§ 本文
- - - - - - -
スティーブ・ジョブズ氏が語る「顧客満足」顧客満足から顧客感動へ
2011年10月5日、アップル社の立役者として名高いスティーブ・ジョブズ氏が死去しました。
デザインや操作性への評価が高いパソコン、Macintoshは元々有名でしたが、近年ではiPhoneやiPadが大ヒットしたことで、日本でも著名な経営者となりました。
日本通で和食好き、仏教徒とも言われるジョブズ。強烈な個性は トラブルメーカーであると同時に稀代のプレゼンターとして数々の名言を残しています。既にその伝記的な書籍もありますし、今後も折に触れて、その名や言葉は私たちの目にとまることになるでしょう。
そんな中、一つの言葉を挙げてみたいと思います。
「消費者に、何が欲しいかを聞いてそれを与えるだけではいけない。製品をデザインするのはとても難しい。多くの場合、人は形にして見せてもらうまで自分は何が欲しいのか わからないものだ」(スティーブ・ジョブズ)
かなり有名な言葉ですので、聞いたことのある方は多いでしょう。
一方で、ジョブズの言葉ではありませんが、このような言葉も存在します。
「顧客の声を聞き、それに応えることが一番大事」
ジョブズの言葉からは少し矛盾のある言葉にも見えますが、まとめ直せば「顧客からのニーズを理解するのは第一歩としては大事だが、それだけでは足りない。ニーズを理解した上で、顧客が自覚できていない潜在的なニーズ(喜び)を提供しなければならない」といったところでしょうか。
この解釈は、経営に関する言葉としてよく使われる、「顧客満足」という単語からも説明ができます。今回は、この点についてお伝えしようと思います。
- - - - - - -
§ 課題内容
ジョブズ氏の言葉と「顧客満足」を扱った本文を、最後の文に続けて書き進めてください。

(座標ラベル付けデータ)
- - - - - - -
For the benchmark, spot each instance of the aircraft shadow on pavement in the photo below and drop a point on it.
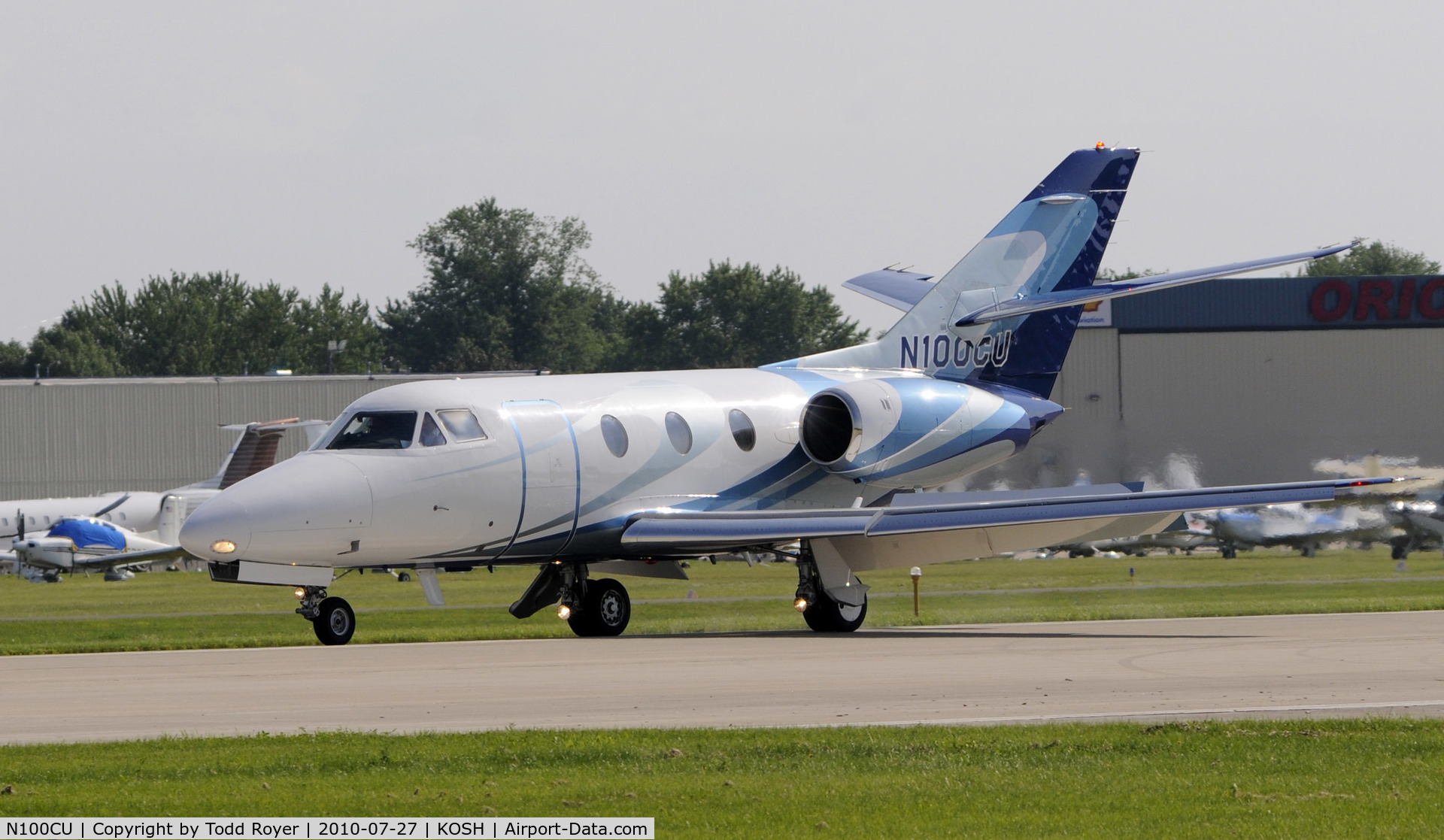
(938, 634)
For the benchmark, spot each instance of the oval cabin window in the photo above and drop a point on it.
(615, 435)
(742, 429)
(679, 433)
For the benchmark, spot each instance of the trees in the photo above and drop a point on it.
(202, 325)
(1376, 257)
(736, 317)
(505, 290)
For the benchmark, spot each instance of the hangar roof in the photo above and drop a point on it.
(1285, 304)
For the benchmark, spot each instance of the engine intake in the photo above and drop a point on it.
(909, 430)
(828, 428)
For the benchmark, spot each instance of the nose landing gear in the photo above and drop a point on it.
(332, 618)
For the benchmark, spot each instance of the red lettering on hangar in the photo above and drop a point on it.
(1378, 299)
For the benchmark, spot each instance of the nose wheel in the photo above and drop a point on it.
(332, 618)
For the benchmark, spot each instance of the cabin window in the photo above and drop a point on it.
(679, 433)
(461, 425)
(431, 432)
(615, 435)
(378, 430)
(742, 429)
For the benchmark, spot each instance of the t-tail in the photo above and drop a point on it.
(1051, 241)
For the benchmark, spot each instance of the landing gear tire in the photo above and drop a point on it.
(604, 611)
(827, 615)
(337, 623)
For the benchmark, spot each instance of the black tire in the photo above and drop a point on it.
(604, 612)
(827, 615)
(337, 623)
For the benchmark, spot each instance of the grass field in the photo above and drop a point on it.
(1216, 780)
(188, 611)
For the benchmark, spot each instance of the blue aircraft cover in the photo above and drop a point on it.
(90, 535)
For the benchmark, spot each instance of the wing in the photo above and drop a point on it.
(1047, 301)
(938, 527)
(126, 559)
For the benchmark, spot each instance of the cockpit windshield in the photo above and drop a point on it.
(378, 430)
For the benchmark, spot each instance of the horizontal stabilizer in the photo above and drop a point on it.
(1062, 299)
(684, 533)
(897, 289)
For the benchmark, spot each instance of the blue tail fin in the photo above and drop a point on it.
(1051, 241)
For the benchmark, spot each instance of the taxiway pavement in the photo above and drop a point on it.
(1355, 664)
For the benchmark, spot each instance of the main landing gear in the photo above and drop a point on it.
(822, 611)
(591, 608)
(332, 618)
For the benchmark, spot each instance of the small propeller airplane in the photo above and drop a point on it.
(626, 474)
(123, 524)
(90, 544)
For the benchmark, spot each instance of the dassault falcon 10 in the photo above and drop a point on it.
(812, 458)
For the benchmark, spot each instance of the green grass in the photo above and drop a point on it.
(187, 611)
(1337, 778)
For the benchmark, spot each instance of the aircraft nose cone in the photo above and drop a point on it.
(275, 514)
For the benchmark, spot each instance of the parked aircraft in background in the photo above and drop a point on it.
(146, 518)
(1189, 533)
(1307, 529)
(90, 544)
(630, 472)
(1423, 526)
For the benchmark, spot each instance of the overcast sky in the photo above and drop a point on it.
(307, 143)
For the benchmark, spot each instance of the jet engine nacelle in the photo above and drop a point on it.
(907, 432)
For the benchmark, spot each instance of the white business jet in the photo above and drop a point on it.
(630, 472)
(91, 544)
(147, 518)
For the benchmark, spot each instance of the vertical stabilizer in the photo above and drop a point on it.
(1051, 241)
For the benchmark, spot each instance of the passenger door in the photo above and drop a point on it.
(551, 478)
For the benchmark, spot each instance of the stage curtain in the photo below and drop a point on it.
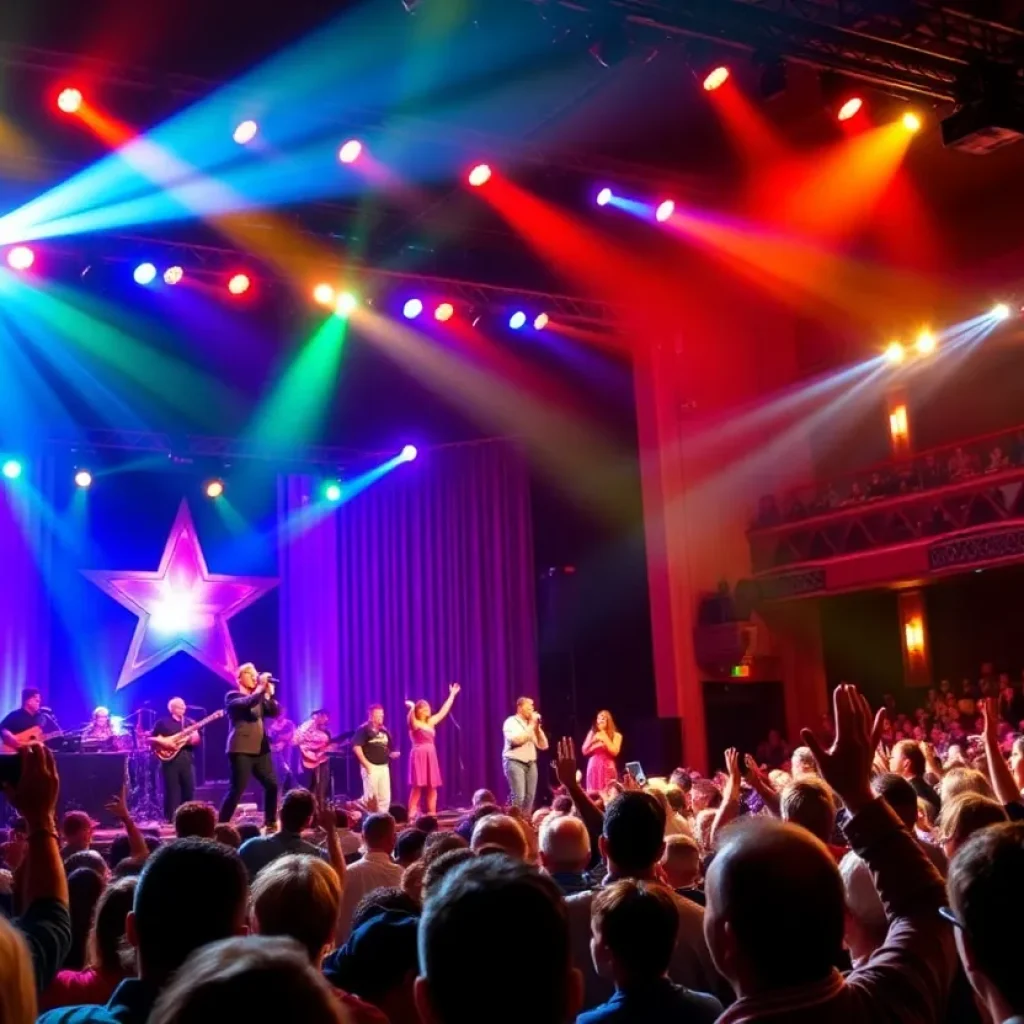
(431, 582)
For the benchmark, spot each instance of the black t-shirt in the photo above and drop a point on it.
(376, 743)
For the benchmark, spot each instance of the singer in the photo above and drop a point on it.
(523, 737)
(248, 745)
(424, 771)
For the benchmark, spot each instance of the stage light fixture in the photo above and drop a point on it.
(350, 152)
(20, 258)
(145, 273)
(479, 175)
(245, 132)
(895, 352)
(239, 284)
(716, 78)
(70, 100)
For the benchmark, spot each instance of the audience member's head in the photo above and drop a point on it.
(564, 845)
(501, 830)
(633, 836)
(985, 894)
(195, 819)
(634, 926)
(773, 889)
(480, 911)
(190, 893)
(297, 896)
(681, 861)
(253, 979)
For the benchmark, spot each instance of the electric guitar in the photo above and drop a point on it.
(168, 748)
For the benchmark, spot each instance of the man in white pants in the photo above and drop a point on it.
(372, 745)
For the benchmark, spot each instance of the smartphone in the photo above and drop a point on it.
(636, 770)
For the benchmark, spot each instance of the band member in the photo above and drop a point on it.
(372, 747)
(424, 770)
(179, 772)
(248, 745)
(523, 737)
(25, 719)
(281, 730)
(602, 745)
(313, 739)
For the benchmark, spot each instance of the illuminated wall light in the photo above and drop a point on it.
(245, 132)
(479, 175)
(70, 100)
(20, 258)
(350, 152)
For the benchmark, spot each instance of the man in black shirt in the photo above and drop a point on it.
(29, 716)
(179, 772)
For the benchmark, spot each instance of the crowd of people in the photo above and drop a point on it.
(853, 881)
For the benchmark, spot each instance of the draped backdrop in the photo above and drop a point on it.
(424, 579)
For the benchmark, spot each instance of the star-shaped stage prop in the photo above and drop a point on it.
(181, 606)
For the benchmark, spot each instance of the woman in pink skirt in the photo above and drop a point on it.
(602, 745)
(424, 771)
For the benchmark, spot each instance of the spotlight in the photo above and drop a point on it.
(895, 352)
(911, 121)
(851, 108)
(324, 294)
(716, 79)
(70, 100)
(350, 152)
(145, 273)
(239, 284)
(479, 175)
(246, 132)
(20, 258)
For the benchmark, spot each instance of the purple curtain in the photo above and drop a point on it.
(431, 582)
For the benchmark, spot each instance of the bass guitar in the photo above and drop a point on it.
(168, 748)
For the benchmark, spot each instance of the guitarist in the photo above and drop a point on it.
(179, 772)
(30, 716)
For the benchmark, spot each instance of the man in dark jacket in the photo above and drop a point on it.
(248, 747)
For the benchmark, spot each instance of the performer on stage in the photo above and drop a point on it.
(372, 747)
(312, 739)
(282, 733)
(179, 772)
(602, 745)
(424, 771)
(523, 737)
(29, 716)
(248, 747)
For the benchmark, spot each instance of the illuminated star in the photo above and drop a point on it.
(181, 606)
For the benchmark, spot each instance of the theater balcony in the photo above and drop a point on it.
(938, 513)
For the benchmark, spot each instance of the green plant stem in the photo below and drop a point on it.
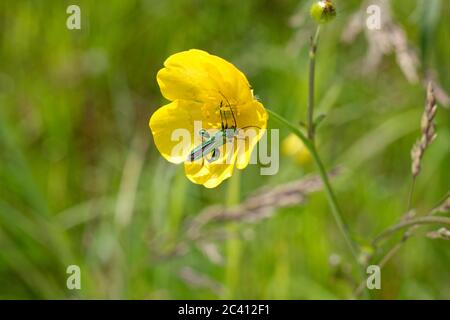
(233, 243)
(311, 81)
(332, 201)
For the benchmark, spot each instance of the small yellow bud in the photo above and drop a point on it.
(293, 147)
(323, 11)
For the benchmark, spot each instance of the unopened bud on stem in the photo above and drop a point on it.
(323, 11)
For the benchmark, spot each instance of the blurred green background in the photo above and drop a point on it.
(82, 183)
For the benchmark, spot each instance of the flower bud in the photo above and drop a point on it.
(323, 11)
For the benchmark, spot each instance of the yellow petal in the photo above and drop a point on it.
(252, 119)
(199, 76)
(211, 174)
(173, 131)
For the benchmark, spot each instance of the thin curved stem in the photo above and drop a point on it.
(332, 201)
(311, 81)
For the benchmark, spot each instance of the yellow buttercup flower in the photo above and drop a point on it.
(206, 89)
(294, 147)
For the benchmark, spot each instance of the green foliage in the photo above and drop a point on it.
(82, 183)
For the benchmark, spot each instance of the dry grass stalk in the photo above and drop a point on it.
(428, 132)
(260, 205)
(199, 280)
(391, 38)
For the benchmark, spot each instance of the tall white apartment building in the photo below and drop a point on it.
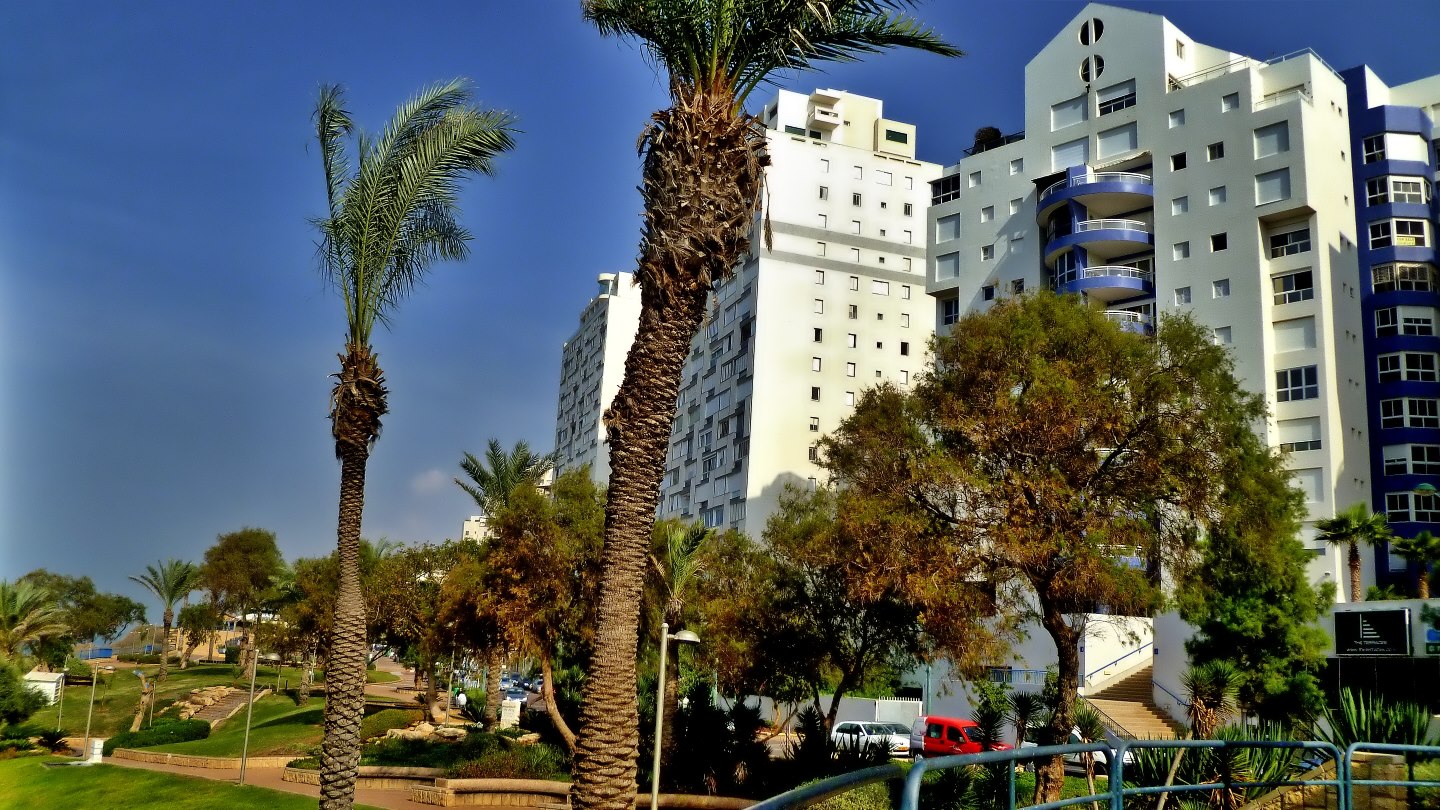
(591, 368)
(835, 304)
(1155, 175)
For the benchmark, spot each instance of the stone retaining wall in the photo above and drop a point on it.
(192, 761)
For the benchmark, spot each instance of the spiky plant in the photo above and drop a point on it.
(388, 221)
(703, 162)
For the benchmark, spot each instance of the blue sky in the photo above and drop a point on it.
(166, 342)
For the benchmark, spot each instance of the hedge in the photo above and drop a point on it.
(160, 734)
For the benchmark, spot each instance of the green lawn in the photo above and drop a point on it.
(28, 783)
(117, 695)
(278, 727)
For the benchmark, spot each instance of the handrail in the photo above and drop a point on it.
(1092, 673)
(1098, 177)
(1109, 224)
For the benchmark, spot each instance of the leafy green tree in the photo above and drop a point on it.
(1423, 551)
(28, 614)
(1046, 450)
(386, 224)
(239, 570)
(18, 701)
(703, 166)
(1250, 597)
(170, 581)
(1352, 528)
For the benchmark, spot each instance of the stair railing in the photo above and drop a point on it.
(1089, 676)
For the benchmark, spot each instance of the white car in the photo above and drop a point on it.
(857, 735)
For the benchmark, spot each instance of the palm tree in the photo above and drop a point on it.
(500, 473)
(702, 175)
(1424, 551)
(1351, 528)
(170, 581)
(28, 614)
(386, 224)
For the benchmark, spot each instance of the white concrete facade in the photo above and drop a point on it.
(833, 306)
(591, 369)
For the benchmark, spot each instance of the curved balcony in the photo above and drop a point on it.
(1108, 283)
(1103, 239)
(1132, 322)
(1100, 192)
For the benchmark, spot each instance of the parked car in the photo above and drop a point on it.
(933, 735)
(858, 735)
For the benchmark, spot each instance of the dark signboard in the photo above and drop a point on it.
(1373, 633)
- - - - - - -
§ 解答
「顧客満足」の間違い
今日、デフレ経済と言われる世の中においては
需要<供給
ですから、商品をどんなにつくっても、それが売れるかどうかは別の問題です。そこで企業は、顧客満足度を引き上げることで自分達の会社の商品が指名されるようにしよう、と考え
- 顧客のデータベースをつくり、アンケートをとって、より顧客を知る
- そのデータベースを利用することで、顧客とのコンタクト機会を増やし成約率を上げる
- コンタクト履歴を累積していくことで、顧客のニーズを理解し満足度を向上させ、リピート率を上げる
…という流れで、顧客満足の向上に取り組んでいます。しかし、ジョブズの言う通り、これだけでは足りません。なぜなら、お客様には自ら自覚している顕在ニーズがありますが、その奥には、顕在ニーズが生まれる原因になっている「潜在ニーズ」が存在するから、です。
例えば、宝石を買いに来たお客様へお勧め商品を紹介することは普通に行われますが、では、お客様は、なぜ宝石を必要になったのでしょうか。
これまで使っていたものが壊れた場合は、単純に代わりのものが欲しいということかもしれませんが、本当にそれだけかは、お客様自身も気づいていません。その宝石には、今の自分を表現したいという想いが込められているかもしれないのです。
また、その宝石が誰かへの感謝を込めたプレゼントであれば、背景には「感謝する気持ち」があるはず。つまり、そこには何らかの”感情”が存在しているのです。顕在ニーズは、多くの場合は具体的な商品やサービスがついて回るため、顧客は言葉にしやすいもの。一方、潜在ニーズは、逆に個人的な感情・想い・願いのため、わざわざ伝えて頂けるわけではありません。
どうしても、顧客満足という「言葉」にとらわれてしまうと、顧客から直接言われたことにそのまま反応しがちになり結果的に、”御用聞き”で終わってしまうのです。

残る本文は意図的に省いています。